■ Task details:
Can you pull out the data from the line containing "Using the image provided, detect the bubble" through the line containing "top-left (142, 429), bottom-right (666, 792)", both included, and reproduce those lines word for word?

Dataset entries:
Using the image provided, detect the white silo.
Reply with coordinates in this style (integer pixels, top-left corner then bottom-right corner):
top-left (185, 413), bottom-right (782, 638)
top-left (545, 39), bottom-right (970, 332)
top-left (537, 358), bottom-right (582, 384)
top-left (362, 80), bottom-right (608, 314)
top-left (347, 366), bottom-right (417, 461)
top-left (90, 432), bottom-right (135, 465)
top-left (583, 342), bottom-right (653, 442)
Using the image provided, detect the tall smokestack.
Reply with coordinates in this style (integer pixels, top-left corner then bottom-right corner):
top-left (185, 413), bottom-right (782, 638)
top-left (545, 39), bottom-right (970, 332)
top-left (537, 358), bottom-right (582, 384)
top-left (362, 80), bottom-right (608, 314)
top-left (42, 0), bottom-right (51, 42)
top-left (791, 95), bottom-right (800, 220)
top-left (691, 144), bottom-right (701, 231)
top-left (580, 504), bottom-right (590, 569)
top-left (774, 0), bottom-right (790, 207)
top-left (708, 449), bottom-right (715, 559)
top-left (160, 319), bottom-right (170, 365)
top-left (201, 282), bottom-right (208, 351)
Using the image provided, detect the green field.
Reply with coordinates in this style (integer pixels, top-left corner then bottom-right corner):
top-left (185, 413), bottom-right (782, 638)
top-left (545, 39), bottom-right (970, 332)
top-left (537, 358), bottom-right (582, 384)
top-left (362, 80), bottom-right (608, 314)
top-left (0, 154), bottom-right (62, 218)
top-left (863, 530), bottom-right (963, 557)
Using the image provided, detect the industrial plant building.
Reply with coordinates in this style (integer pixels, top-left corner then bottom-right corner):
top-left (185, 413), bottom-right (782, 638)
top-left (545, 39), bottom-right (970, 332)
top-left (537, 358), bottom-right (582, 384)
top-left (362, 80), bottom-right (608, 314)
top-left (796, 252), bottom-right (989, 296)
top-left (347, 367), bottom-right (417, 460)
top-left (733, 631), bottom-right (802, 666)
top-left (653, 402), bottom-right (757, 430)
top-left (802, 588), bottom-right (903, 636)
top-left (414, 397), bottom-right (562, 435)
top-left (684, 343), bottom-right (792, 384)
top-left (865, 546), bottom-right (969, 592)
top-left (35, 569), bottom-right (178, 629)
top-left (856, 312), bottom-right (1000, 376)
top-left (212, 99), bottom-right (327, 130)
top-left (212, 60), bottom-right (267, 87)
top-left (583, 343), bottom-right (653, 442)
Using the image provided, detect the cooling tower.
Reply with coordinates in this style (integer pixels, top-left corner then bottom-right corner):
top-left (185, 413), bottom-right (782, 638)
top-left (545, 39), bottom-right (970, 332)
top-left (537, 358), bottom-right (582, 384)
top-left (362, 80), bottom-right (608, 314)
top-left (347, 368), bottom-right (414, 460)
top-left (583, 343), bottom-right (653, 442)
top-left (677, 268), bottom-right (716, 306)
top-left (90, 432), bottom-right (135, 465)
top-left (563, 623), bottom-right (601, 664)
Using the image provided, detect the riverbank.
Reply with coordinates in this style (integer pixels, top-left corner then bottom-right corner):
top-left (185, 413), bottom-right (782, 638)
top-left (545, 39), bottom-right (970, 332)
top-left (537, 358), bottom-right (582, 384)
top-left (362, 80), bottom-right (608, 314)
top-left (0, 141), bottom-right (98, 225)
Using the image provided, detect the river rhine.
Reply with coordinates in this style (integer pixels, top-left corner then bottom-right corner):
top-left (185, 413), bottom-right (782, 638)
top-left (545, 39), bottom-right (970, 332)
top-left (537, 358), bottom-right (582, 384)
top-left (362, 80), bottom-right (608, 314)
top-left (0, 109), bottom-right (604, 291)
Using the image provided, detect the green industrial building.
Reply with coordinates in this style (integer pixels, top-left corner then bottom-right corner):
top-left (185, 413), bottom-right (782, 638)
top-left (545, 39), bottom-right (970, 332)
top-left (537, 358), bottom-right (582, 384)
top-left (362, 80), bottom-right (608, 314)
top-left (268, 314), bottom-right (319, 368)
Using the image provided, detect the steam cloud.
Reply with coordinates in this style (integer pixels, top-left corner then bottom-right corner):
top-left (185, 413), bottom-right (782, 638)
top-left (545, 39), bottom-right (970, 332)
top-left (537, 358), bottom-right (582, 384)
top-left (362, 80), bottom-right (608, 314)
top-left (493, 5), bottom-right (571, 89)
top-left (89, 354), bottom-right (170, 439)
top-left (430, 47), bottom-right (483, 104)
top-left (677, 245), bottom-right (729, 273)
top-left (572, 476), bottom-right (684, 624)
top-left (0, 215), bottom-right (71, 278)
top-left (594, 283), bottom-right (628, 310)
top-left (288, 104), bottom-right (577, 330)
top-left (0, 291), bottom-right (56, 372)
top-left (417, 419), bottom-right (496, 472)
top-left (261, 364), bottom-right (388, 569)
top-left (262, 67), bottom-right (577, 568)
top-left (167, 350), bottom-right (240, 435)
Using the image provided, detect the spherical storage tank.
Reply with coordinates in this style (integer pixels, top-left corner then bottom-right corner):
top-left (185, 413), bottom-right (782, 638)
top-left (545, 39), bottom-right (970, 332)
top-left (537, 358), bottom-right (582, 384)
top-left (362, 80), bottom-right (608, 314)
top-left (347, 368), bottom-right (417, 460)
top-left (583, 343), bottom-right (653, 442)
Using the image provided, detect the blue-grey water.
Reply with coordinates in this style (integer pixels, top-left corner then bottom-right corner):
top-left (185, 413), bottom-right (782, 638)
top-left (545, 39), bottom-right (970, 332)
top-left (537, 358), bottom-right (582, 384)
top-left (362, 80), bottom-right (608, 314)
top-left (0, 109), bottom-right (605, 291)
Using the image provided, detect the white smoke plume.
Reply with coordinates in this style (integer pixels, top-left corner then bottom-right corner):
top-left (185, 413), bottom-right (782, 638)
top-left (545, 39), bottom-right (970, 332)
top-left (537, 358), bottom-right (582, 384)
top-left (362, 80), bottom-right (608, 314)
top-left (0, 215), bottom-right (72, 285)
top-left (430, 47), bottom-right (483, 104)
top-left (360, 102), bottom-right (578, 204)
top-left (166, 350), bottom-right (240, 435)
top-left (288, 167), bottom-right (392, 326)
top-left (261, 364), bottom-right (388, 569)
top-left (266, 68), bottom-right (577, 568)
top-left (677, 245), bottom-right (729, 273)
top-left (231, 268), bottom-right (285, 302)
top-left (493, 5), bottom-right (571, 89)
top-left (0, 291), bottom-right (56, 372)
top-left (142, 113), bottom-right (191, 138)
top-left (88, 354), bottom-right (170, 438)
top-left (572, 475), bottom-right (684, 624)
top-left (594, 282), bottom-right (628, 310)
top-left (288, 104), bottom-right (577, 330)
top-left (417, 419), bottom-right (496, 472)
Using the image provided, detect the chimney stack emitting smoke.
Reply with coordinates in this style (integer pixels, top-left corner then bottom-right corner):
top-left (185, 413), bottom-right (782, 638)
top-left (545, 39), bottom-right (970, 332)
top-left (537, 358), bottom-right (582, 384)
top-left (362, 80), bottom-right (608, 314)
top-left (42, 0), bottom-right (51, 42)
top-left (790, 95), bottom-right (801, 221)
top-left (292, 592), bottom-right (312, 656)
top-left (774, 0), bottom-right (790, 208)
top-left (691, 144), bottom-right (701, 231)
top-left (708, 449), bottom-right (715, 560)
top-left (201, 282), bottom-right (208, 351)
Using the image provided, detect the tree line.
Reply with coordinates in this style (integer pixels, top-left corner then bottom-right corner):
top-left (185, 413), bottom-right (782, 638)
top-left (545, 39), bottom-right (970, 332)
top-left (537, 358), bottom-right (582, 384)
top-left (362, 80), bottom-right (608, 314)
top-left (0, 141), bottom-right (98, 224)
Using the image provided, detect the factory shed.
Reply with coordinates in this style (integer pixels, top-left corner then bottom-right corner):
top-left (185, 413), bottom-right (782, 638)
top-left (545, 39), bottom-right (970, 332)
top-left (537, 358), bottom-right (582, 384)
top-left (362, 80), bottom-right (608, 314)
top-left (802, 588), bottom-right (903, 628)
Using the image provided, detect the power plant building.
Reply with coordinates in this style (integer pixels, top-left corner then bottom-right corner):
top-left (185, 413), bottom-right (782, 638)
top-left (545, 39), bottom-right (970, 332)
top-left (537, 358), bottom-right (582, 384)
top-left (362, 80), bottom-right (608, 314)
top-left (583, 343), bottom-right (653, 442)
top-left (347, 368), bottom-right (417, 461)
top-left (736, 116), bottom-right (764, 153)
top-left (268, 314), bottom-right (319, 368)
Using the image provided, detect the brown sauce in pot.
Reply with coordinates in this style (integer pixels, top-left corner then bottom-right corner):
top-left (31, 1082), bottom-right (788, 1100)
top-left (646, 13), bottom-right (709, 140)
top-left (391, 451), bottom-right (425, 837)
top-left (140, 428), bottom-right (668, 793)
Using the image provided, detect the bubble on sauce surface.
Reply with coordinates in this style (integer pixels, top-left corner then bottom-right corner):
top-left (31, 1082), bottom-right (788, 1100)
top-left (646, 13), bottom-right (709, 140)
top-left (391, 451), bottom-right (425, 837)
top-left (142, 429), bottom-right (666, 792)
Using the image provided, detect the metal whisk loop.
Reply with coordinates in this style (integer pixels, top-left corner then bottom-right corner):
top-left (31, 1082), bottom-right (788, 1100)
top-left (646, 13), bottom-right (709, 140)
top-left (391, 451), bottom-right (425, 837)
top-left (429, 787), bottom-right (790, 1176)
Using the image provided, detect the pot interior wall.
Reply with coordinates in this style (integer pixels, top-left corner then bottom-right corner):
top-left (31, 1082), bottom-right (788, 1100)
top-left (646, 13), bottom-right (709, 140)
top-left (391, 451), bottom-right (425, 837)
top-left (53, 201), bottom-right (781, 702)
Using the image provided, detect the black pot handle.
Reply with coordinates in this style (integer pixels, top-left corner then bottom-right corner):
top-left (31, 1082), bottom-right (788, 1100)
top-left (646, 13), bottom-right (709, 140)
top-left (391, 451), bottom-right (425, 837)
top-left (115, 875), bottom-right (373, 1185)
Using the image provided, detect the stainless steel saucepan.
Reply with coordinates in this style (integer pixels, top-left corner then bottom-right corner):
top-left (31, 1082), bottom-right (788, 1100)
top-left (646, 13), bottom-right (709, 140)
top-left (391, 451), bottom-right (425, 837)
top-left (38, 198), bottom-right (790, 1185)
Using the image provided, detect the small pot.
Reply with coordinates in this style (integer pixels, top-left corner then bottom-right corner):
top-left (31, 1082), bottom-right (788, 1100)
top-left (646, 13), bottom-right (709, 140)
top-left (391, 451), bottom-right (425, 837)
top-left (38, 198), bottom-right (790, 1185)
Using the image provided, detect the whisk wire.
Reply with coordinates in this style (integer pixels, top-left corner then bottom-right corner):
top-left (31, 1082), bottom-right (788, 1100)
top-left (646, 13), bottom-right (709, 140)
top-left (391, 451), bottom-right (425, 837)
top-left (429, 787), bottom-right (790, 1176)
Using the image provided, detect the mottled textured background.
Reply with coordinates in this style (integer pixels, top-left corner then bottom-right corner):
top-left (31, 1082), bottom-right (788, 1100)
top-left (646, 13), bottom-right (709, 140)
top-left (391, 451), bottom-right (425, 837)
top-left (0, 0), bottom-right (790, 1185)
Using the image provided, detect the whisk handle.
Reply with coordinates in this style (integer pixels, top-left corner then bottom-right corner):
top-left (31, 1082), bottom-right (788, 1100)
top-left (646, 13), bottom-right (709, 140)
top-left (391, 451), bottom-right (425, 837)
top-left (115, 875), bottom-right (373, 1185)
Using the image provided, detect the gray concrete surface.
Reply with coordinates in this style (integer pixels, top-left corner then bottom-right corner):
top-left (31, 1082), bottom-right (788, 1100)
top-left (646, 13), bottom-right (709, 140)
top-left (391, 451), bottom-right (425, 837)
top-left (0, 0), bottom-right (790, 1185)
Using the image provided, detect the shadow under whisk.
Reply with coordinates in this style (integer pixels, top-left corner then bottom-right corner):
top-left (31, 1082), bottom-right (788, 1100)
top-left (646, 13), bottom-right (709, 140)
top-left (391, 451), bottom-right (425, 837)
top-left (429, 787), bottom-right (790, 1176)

■ Output for this exercise:
Using the image provided, detect the bubble on sauce surface.
Reply with coordinates in this style (integer pixels, top-left corner then bottom-right corner):
top-left (31, 1082), bottom-right (788, 1100)
top-left (646, 13), bottom-right (709, 140)
top-left (391, 451), bottom-right (425, 837)
top-left (142, 429), bottom-right (666, 792)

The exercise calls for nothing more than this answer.